What is required:
Please rewrite all the records below with "integer pairs" substituted by "whole-number pairs" and nothing else changed. Leave out the pictures.

Data provided:

------

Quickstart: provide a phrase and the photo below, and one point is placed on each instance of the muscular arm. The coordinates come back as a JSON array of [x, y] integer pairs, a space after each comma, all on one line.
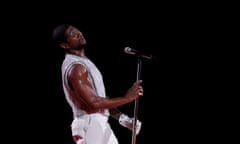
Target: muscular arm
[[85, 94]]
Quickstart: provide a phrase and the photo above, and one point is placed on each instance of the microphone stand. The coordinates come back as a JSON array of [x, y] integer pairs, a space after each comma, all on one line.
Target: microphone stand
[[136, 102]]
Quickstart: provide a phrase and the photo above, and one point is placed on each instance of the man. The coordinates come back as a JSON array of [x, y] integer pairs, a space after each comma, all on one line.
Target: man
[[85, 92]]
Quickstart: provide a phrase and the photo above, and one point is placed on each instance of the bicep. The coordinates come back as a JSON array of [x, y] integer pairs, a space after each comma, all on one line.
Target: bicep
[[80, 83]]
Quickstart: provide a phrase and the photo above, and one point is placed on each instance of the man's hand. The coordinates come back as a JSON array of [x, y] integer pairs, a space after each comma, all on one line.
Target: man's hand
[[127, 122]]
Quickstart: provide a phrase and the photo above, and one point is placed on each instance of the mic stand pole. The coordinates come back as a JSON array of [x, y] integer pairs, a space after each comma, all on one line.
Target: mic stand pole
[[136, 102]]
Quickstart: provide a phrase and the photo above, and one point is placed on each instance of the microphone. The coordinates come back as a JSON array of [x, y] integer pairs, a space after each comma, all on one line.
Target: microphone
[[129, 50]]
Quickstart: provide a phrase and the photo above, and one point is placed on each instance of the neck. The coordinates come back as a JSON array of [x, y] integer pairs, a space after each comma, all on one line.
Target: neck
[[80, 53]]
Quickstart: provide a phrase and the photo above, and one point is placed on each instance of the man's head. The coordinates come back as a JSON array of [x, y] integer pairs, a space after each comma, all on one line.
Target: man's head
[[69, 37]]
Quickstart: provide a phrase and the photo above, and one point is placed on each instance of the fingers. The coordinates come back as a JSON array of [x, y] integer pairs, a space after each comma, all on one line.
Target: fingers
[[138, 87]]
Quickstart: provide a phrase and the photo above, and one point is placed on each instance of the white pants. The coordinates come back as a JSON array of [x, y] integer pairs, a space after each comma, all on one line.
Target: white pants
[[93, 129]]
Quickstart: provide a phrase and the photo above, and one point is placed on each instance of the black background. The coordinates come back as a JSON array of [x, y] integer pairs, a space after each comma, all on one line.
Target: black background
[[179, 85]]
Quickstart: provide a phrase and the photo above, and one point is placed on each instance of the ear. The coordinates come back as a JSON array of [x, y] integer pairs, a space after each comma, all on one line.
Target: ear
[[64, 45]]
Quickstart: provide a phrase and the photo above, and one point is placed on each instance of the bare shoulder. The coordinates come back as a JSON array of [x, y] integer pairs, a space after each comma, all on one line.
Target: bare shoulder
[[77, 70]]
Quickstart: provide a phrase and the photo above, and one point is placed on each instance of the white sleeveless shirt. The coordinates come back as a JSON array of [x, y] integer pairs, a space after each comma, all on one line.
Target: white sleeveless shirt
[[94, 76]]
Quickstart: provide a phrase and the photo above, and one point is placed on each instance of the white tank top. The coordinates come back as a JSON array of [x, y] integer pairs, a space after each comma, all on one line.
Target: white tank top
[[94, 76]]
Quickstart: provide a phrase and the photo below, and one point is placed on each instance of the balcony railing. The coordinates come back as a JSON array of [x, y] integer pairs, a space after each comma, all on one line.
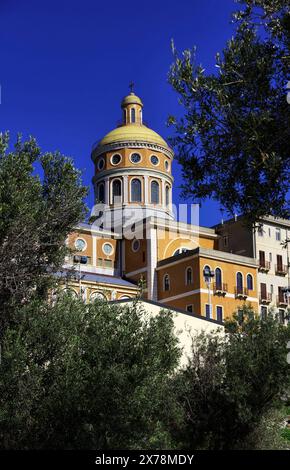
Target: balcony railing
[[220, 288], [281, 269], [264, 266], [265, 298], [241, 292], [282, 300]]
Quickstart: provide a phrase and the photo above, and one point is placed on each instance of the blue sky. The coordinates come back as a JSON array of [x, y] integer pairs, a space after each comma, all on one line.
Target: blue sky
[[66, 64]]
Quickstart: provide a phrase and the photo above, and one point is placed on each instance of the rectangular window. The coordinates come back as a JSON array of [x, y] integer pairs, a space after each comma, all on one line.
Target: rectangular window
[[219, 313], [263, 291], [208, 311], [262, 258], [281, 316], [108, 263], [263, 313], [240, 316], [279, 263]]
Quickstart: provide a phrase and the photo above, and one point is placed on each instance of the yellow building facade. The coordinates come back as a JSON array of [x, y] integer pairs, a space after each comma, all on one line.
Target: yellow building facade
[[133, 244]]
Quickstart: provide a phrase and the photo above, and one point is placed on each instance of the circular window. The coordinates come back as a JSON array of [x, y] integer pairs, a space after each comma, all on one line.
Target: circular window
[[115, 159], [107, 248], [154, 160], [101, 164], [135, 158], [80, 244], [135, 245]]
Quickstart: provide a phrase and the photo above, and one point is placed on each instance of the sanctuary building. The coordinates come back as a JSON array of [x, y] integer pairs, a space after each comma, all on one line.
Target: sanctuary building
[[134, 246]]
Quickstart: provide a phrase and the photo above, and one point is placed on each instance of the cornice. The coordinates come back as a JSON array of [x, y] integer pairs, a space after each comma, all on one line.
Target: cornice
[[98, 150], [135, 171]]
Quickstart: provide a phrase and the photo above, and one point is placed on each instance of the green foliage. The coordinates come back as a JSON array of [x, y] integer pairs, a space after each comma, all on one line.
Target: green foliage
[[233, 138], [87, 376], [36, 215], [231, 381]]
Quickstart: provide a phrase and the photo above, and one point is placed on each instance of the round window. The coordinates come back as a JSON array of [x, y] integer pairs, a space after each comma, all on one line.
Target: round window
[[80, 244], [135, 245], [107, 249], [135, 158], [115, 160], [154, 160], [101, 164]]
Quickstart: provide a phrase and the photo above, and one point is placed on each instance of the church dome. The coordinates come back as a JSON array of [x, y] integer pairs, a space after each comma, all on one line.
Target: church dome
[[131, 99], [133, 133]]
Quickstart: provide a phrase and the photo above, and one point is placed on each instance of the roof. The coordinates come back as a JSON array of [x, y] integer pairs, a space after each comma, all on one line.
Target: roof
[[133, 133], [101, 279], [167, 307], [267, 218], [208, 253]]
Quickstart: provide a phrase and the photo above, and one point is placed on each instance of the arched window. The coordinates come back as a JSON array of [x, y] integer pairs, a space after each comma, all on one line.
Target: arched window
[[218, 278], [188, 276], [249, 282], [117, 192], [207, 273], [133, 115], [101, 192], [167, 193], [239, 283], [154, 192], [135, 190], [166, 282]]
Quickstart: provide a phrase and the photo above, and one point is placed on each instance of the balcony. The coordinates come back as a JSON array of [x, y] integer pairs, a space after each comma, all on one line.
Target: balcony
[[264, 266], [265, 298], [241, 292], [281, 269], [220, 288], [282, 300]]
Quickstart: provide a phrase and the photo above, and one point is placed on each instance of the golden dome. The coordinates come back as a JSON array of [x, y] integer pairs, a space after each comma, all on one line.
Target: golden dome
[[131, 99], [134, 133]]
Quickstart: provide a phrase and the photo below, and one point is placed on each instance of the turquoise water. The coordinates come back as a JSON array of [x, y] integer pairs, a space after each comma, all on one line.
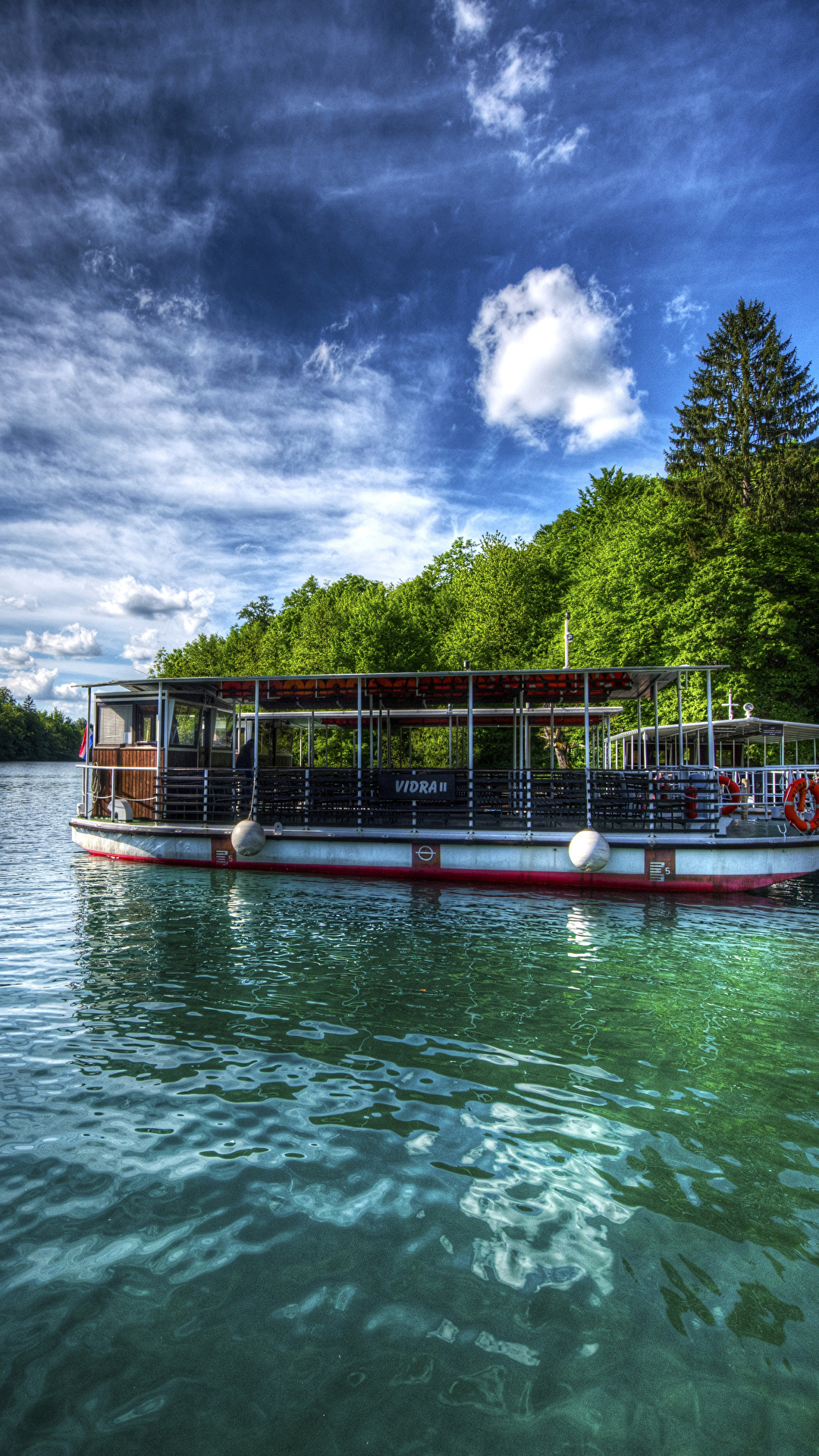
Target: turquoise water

------

Response for this exercise:
Quickstart: provide a phrase and the photo below, and one point is placed on each instance of the muscular arm. The coordinates come back as a JSON array of [x, y] whole-number pairs, a space after each comma, all on one line.
Target: muscular arm
[[85, 94]]
Quickstart: provide a phrase and the photo above, and one point is placed on each instance of the microphone stand. The coordinates come back as a JSON array of [x, y] whole-number pairs, a space after each comma, all on one line.
Target: microphone stand
[[136, 102]]
Quickstart: provide a phrase and the photo above, and one point is placed on each instance of the man. The coordinates come back as a JSON array of [x, y] whole-number pairs, a space after each comma, all on one line.
Target: man
[[85, 92]]
Quickstart: provide a phrase and the photo above, and one point is placed on each instance of the bicep. The coordinates come back as a JSON array of [x, y] whole-number pairs, a space after each comma, all on one line.
Target: bicep
[[80, 83]]
Quickstart: provide a phrase and the photo above, and one point is placed on each instance of the man's hand. The coordinates come back as a JSON array of [x, y] whole-number pairs, a space after each comma, all on one line.
Target: man's hand
[[127, 122]]
Quickstart: provide a phrase and the photo above, and one point is placed on each instance of the mic stand pole. The coordinates come back as a JSON array of [x, y] whole-number pairs, a space after each comma, all on one line.
Target: mic stand pole
[[136, 102]]
Quickstart: provide a phrase and the photo above, and one point is placed on each instance of the microphone. The coordinates come back as a JSON array of [x, y] whole-number pairs, a space after each comma, all on one line.
Target: microphone
[[129, 50]]
Quickstart: provide a phrase and the photo above, and one point is placed on each instance of the neck. The coordinates come back as a JSON array of [x, y] whole-number pairs, a space after each comma, all on one line.
Target: neck
[[80, 53]]
Quickstart: provide a phrase and the photo above, and one point is placed on each instance of the man's head. The coordinates come back as a JSON array of [x, y] whole-number pairs, a space after each comma, all on one line.
Target: man's head
[[69, 37]]
Quickstart: provide a phrase and the photo above, and one point is placed on each instance of the fingers. The coordinates come back as a JSON array of [x, y] whole-number pairs, a space after each comma, all on one line.
Target: fingers
[[138, 87]]
Quickstart: provide a phrase and the photo above, and one point is placed on each instance of the white pants. The coordinates come back as a JSON array of [x, y] whole-number pairs, a space after each comma, all on one line.
Target: white pants
[[93, 129]]
Quickstart: provide a phrase and the photo above, and one point is placed on each instance of the black background. The coordinates come back as a JSON array of [x, y] whole-number pairs, a space after each comma, all on one line.
Target: black background
[[179, 85]]
Quickstart: provide a phrase and the photo above, and one point is placed on each instance of the ear. The coordinates come back as a JSON array of [x, y] whole-number pairs, a space after each comma, all on one line.
Target: ear
[[64, 45]]
Quickstart: provide a phrase and the photo above, and one point is placed on each instance of the bare shoulder. The coordinates come back as a JSON array of [x, y] whole-number pairs, a space after each comma, all on one line.
Target: bare shoulder
[[77, 70]]
Quickstart: provide a phrase and the photo above, and one point is placed on each instance of the white sleeveless shirt. The coordinates come back as a JSON array of [x, y] whole-number pairs, a space after each comma, all on one line.
Target: white sleeveless shirt
[[94, 76]]
Quickstart: provide a phrase and the photo above, and one point is placed on each instance of the white tank top. The coordinates come back as a JSON array of [x, y] whole-number pairs, a space after each comma, all on one line.
Target: white tank top
[[94, 76]]
Quickstart: provide a phrase and the photo below, and one point is placed on each instance of the balcony railing. The coordinates come back as a JSON array of [x, y] whole-number pairs, a space after each comma, all on one line.
Target: balcony railing
[[220, 288], [281, 269], [264, 266], [265, 298], [241, 292], [282, 300]]
Quickstart: provide a phrase and the photo above, and one point is placed on each instance of the blue sky. The coordinates come back as a JSON array of [x, y] whole-number pairs, a space after each comma, all on one line.
Target: blue sky
[[66, 64]]
Quickstart: provide a phrase and the photo above, and one point is placed on each instance of the rectangular window. The coordinates come back as a JSON array of [x, y] whole-number pairs, a space after each comma, all on one line.
Target: rectangular window
[[219, 313], [263, 291], [208, 311], [262, 258], [281, 316], [108, 263], [263, 313], [240, 316], [279, 263]]
Quickstart: provide a phrase and the photo above, and one point is placed on each instance of the yellow building facade. The coordinates come back as a JSON array of [x, y] whole-number pairs, a space after each comma, all on one line.
Target: yellow building facade
[[133, 244]]
Quickstart: provide a phrase and the photo above, and one point is placed on each instance of the circular window. The coordinates come back as a JSON array of [x, y] whole-number pairs, a space after each comma, all on one line.
Target: circular window
[[115, 159], [107, 248], [154, 160], [101, 164], [135, 158], [80, 244], [135, 245]]
Quickstart: provide a phrase and the photo above, and one point is placed on each instance of the sanctuary building. The coordinates come back as a JSON array of [x, y] whole-number pairs, a space after each comma, all on one line.
Target: sanctuary building
[[134, 246]]
Quickstart: provide a phrase and the photo above, and one point is placed on each instance of the cornice. The coordinates come back as a JSON array of [x, y] whole-number pairs, a space after each comma, all on one line.
Target: cornice
[[98, 150], [135, 171]]
Quickstart: provide a phrase and the photo above, and one point is placed on each instance of the green foliage. The coordinates come back as a JSON array of [x, y] whole-number pairs, a space after each comma, all on one line.
Target: green foliage
[[233, 138], [87, 376], [36, 215], [231, 381]]
Quickstart: provide a phrase and the photo above, and one point is placed on each instance of the round window. The coordinates come back as a JSON array of [x, y] whole-number pairs, a space after each comma, all on one line.
Target: round window
[[80, 244], [135, 245], [107, 249], [135, 158], [115, 160], [154, 160], [101, 164]]
Quickstart: provide a phrase and the photo above, and one point is placed on each instance of the church dome. The coordinates come back as a JSON array of [x, y] whole-number pairs, a space after each comma, all on one line.
Target: church dome
[[131, 99], [133, 133]]
Quickstart: provide a phrase and the photo above, and one point is placed on each instance of the roof. The coordinates come back as a JSON array of [x, y] whole-number pairs, a space after each comma, all on one line.
Target: roof
[[133, 133], [101, 279], [167, 307], [267, 218], [208, 253]]
Quickstart: provide a phrase and the photo above, and one point is placed on each instance of the arched window. The coordinates come back as a JSON array of [x, y] whole-number pairs, a space after each comma, all on one line.
Target: arched window
[[218, 278], [188, 276], [249, 282], [117, 192], [207, 273], [133, 115], [101, 192], [167, 193], [239, 283], [154, 192], [135, 190], [166, 282]]
Quickstart: provide a phrase and the photo above, and one point is placed on each instance of the balcony. The coordinates come back as a JSON array of [x, y] whole-number pairs, a space after each comma, all on one line.
Target: balcony
[[264, 266], [265, 298], [241, 292], [281, 269], [220, 288], [282, 300]]
Quickstart: provide a phrase and the photo above, and one point is placed on each instance of the golden dome. The coordinates come back as a JSON array of [x, y] whole-number pairs, a space after each comma, all on one line.
Target: golden dome
[[131, 99], [134, 133]]
Quickstart: provide a phrase and the photo below, and one point is placed on each instance of the turquoise water. The coordinates come back as a JSON array of [x, y] whole-number pairs, a space after each comma, all on one line.
Target: turquoise water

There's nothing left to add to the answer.